*What to work on*.
Check every line of the data for the string "woman" and copy the ones that have it.

*Raw data*.
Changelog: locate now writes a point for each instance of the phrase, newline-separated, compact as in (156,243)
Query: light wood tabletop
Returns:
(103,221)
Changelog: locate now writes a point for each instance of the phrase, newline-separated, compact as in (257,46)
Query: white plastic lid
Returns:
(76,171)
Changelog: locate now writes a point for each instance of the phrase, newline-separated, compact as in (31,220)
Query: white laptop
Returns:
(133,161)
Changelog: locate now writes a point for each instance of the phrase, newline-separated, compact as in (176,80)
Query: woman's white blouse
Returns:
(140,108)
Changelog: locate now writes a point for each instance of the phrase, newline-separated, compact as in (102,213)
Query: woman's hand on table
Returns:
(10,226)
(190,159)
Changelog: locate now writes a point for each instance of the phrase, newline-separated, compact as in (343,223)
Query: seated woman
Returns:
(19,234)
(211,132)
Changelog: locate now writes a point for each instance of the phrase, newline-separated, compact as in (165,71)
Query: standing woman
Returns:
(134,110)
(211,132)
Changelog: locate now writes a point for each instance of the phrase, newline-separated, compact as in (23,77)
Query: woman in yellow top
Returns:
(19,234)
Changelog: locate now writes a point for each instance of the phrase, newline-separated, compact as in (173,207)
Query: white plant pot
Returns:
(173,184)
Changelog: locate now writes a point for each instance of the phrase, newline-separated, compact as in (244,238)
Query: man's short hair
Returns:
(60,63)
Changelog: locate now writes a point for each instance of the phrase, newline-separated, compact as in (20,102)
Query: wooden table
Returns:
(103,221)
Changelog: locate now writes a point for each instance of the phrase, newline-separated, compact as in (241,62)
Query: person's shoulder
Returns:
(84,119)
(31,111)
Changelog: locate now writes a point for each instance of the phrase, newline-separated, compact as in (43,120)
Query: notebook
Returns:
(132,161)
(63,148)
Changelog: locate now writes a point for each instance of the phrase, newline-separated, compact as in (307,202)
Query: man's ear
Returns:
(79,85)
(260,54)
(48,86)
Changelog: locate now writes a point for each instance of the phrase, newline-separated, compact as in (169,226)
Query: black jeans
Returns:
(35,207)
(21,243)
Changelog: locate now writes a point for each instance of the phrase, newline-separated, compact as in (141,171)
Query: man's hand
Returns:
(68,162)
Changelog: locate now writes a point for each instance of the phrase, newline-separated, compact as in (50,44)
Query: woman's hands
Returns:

*Task response*.
Query: woman's white blouse
Query: woman's hand on table
Query: seated woman
Query: standing woman
Query: woman in yellow top
Query: woman's hands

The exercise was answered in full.